REQUIREMENT: Where an image appears in the data, omit it and reproduce the rest exactly.

[Stored data entries]
◆ ◆ ◆ ◆
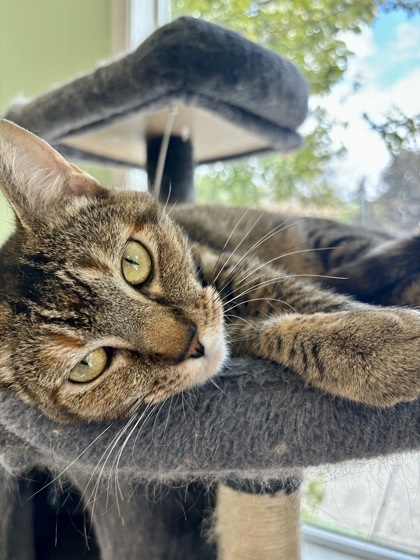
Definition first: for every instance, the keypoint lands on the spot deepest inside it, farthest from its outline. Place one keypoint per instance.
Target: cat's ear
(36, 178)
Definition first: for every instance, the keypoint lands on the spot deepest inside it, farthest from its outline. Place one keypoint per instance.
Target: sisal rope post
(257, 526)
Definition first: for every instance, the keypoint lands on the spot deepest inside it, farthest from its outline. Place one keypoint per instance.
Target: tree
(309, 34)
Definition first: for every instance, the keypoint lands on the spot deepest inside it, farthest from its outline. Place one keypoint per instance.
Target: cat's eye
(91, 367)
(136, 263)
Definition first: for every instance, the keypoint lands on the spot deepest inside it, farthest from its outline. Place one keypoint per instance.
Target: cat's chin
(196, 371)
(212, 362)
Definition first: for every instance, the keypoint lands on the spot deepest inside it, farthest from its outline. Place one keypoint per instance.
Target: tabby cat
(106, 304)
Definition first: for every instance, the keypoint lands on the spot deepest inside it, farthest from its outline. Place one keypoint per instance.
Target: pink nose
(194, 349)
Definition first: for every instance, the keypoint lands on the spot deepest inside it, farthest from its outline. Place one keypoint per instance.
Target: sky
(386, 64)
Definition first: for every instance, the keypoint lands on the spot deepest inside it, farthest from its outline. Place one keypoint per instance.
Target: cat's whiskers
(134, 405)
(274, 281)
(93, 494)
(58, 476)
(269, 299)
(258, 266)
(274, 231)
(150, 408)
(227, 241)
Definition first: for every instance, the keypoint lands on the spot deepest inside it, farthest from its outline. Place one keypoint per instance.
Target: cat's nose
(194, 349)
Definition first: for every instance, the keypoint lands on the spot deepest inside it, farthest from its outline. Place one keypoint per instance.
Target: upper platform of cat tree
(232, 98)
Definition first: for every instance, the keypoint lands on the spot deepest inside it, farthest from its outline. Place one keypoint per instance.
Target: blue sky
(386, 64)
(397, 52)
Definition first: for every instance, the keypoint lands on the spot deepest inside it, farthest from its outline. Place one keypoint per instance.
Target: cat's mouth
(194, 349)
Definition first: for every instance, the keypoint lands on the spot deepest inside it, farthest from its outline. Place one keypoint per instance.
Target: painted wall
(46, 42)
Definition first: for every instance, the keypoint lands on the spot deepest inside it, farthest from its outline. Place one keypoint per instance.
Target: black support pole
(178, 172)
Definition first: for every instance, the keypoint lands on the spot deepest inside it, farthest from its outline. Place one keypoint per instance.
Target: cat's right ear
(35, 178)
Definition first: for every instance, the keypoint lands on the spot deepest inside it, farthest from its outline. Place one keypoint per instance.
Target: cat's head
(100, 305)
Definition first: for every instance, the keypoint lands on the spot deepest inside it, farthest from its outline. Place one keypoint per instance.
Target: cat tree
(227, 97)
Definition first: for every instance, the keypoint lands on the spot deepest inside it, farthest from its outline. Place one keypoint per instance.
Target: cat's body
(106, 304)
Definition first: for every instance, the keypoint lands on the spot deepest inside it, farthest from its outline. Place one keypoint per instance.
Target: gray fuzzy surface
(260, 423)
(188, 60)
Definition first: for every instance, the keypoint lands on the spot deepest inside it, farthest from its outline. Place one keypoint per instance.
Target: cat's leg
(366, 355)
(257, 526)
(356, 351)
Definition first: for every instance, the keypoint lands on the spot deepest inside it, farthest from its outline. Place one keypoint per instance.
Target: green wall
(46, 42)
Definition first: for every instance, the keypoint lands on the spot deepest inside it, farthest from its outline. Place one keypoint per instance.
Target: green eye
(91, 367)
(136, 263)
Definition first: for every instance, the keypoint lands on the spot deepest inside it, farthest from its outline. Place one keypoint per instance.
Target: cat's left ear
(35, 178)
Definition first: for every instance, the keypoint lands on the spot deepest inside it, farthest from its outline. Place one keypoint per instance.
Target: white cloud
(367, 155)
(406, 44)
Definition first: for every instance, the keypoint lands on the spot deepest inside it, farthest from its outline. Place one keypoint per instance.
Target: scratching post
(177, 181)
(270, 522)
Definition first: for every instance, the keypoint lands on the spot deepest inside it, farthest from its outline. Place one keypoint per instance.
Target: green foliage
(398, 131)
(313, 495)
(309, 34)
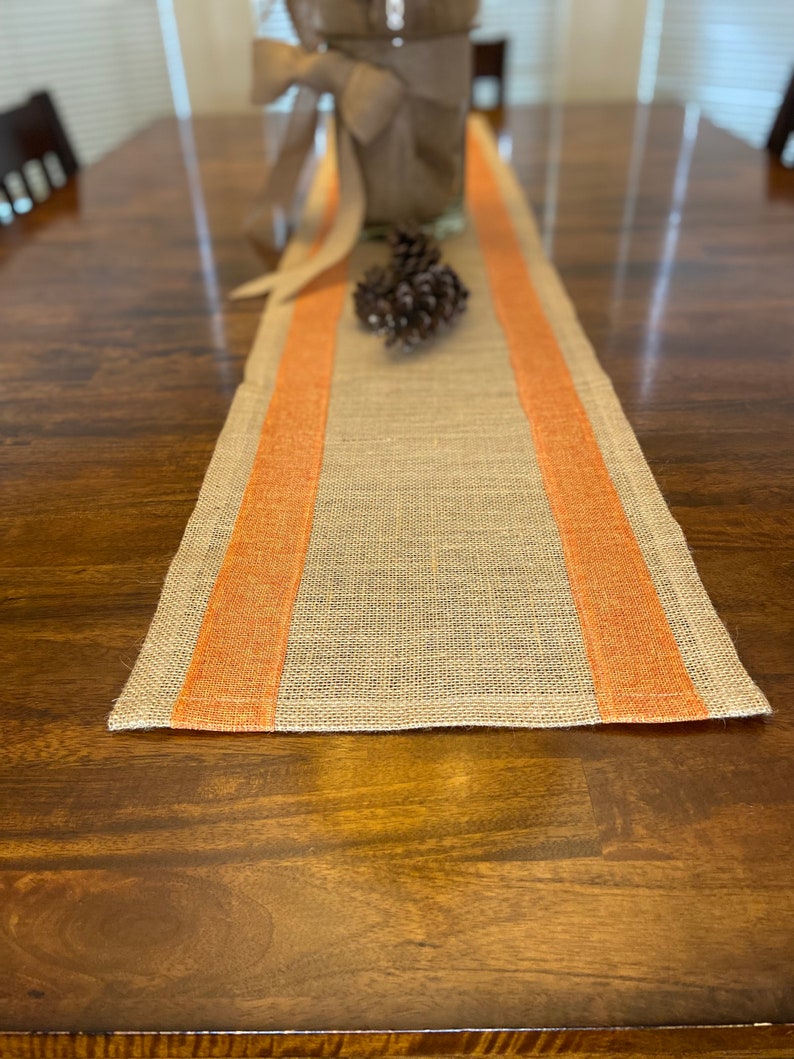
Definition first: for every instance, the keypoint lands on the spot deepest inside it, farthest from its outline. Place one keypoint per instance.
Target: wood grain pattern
◆ ◆ ◆ ◆
OUTPUT:
Definition first: for every instance, the keypoint lands on the spot deepest inside it, farthest from its outline. Place one keypoint per instance.
Target: cat's ear
(36, 178)
Definition first: for every instance, the keypoint lands on the spot deepest inside it, farthest from its outline. Place one keypoint per instance.
Target: sisal rope post
(257, 526)
Definition first: for every instance, the keypoint lands on the spot deepest inside it, farthest from its outline. Place one keypoint per instance.
Target: tree
(309, 34)
Definition first: for every instance, the keypoint lands on the spot deepest inside it, farthest from its outline. Place one keypoint per instance.
Target: cat's eye
(91, 367)
(136, 263)
Definition first: for every instance, the keypoint lands on the spot deepest inside it, farthest from its outline. Place one keypoint per instance.
Target: cat's chin
(196, 371)
(212, 362)
Definition first: for every instance, the keypoint lands on the spot deepest inside it, farthest from its outline. Place one keypoint per instance.
Target: tabby cat
(106, 304)
Definition first: for every instance, the keypoint lands on the spot deepest inside it, farthest from its outline. Place one keypoint per instance.
Target: pink nose
(194, 349)
Definition first: for every instance, the keypoint lands on the spot deepest inside it, farthest from its outline. Place one keypoint per instance.
Target: sky
(386, 64)
Definition first: for every instance, the keypoint lands on the spot deepest inside it, farthest from its outline. Place one keypoint per instance.
Target: cat's whiskers
(134, 405)
(274, 281)
(93, 494)
(58, 476)
(269, 299)
(258, 266)
(274, 231)
(150, 408)
(227, 241)
Definition first: for every instance, the keypoint lands on the spot deepest inside it, farthest from its outline. Place one keypoint per instance.
Target: cat's nose
(194, 349)
Definition first: for every instance, the keypoint lands on the spot deepest inside it, farthest from its outline. Place one keypoint per instance.
Target: upper platform of cat tree
(232, 98)
Definition first: for every instance, the keypoint lands on the spot deepest inside it, farthest from its outline. Place one keypoint per instance.
Target: blue sky
(386, 64)
(397, 52)
Definition first: for every instance, the keypoint lands on the spot deepest inside it, farthest from its outline. Place one keypoint per instance.
Target: cat's mouth
(194, 349)
Definition first: for every instance, the keypoint lands on the spot deepest inside it, farthest from its outline. Place one keypoint per instance.
Target: painted wall
(46, 42)
Definition first: for every instance, the keypoint lands on the spot deepest inside it, farthest from its outline. Place one keypoint per instance.
Target: black support pole
(178, 172)
Definition first: for every instance, the keypoint lands on the spot deepest inside it, farthest from its outline. Place one keypoint per instance.
Target: cat's right ear
(35, 178)
Definition first: for every instance, the keypoint lands on the spot deepest inside it, farthest from its outline. Place one keypoint per instance.
Target: cat's head
(100, 305)
Definition first: for every instance, the keypoint lands on the spot deepest inside it, farthest from its outline. Place one keypoint per instance.
Target: cat tree
(227, 97)
Definition first: for every instance, the keypoint lands on the spot deepest inside it, farthest from its outline. Place one keypoint per instance.
Target: cat's body
(106, 304)
Definition first: for every instance, the keypoint lands on the spot deepest inside it, farthest from its outline. Place one keypoint per instance.
Target: gray fuzzy surface
(260, 423)
(188, 60)
Definition first: for every instance, the keypoint lands on the spot deepest inside it, farthest from its outline. Place one keypoint per instance.
Target: cat's leg
(366, 355)
(257, 526)
(356, 351)
Definition first: for every instance, the keypoint lands on the spot deepest inside it, farthest from its outline. Place one keypoint per instance.
Target: green wall
(46, 42)
Definition first: for every instance, the keypoint lands on the spot deepest inside it, farthest from its outline. Place one keypoint per instance.
Target: green eye
(91, 367)
(136, 263)
Definition first: for every instance, the keypoint lands on the spot deepest inside it, farthest from its outline. Place one keypoint per instance.
Target: cat's left ear
(35, 178)
Definition first: for every instance, the keypoint lands on the spot deepest inside it, farthest from its outline. Place one keypoint per instance.
Target: white cloud
(367, 155)
(406, 44)
Definition first: for every instance, the keypoint lands on the spot deepest inside it, farthest from its outline. Place one keypoint per instance.
Target: scratching post
(177, 181)
(270, 522)
Definition first: for every instance, the keypoint lands on the spot deepest inside it, farthest from its outline. Place one keypoint per instance.
Target: green foliage
(398, 131)
(313, 495)
(309, 34)
Definition first: for every instance, the keypoint lands on the spot deepest inside it, farthest from its outline. Place one keypoint per instance.
Target: wood grain pattern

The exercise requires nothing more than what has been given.